- [INFORMATION GIVEN]:

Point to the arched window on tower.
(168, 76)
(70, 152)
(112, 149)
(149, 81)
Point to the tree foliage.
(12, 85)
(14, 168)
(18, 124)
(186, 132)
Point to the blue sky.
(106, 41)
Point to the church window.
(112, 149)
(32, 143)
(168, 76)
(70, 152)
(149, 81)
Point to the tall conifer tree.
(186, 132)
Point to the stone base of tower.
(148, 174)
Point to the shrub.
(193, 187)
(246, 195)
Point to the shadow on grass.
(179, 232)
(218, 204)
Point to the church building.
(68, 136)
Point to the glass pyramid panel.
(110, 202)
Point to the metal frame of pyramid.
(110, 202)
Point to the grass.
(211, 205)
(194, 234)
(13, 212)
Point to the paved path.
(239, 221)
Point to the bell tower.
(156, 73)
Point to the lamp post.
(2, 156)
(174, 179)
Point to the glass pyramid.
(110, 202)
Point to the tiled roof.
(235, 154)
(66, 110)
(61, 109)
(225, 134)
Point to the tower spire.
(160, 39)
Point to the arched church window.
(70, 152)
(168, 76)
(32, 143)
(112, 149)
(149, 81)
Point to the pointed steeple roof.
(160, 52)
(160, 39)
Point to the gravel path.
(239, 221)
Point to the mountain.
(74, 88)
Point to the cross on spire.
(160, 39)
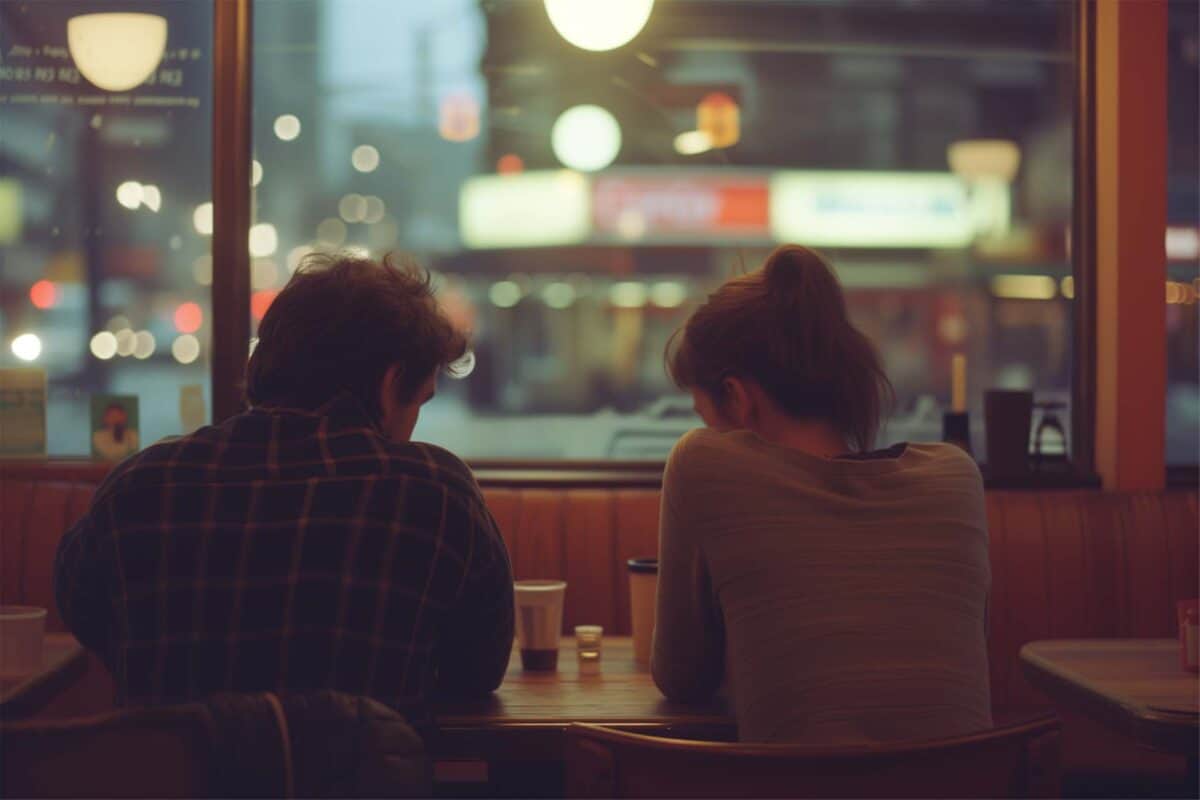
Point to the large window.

- [YOUR OBJECTIVE]: Pull out every row above word for word, leaving out the pictures.

- [SOLUTION FOR THIS TASK]:
Point to the arched window on tower.
(168, 76)
(70, 152)
(112, 149)
(149, 81)
Point to the tree foliage.
(12, 85)
(14, 168)
(18, 124)
(186, 132)
Point to the blue sky.
(106, 41)
Point to the church window.
(112, 149)
(32, 143)
(168, 76)
(70, 152)
(149, 81)
Point to the tall conifer tree.
(186, 132)
Point to the stone base of tower.
(148, 174)
Point to the shrub.
(193, 187)
(246, 195)
Point to the shadow on grass.
(179, 232)
(218, 204)
Point to the church building.
(68, 136)
Point to the glass pyramid panel.
(110, 202)
Point to the metal frame of pyramid.
(110, 202)
Point to the grass.
(211, 205)
(194, 234)
(13, 212)
Point to the paved path.
(239, 221)
Point to the bell tower.
(156, 73)
Point to the lamp post.
(2, 156)
(174, 179)
Point to the glass pyramid.
(110, 202)
Point to the tiled roof.
(235, 154)
(66, 110)
(61, 109)
(225, 134)
Point to the tower spire.
(160, 39)
Point to the arched church window.
(70, 152)
(168, 76)
(32, 143)
(112, 149)
(149, 81)
Point to the pointed steeple roof.
(160, 52)
(160, 39)
Point to the gravel path.
(239, 221)
Point to the mountain.
(74, 88)
Point to the cross on spire.
(160, 39)
Point to the large window.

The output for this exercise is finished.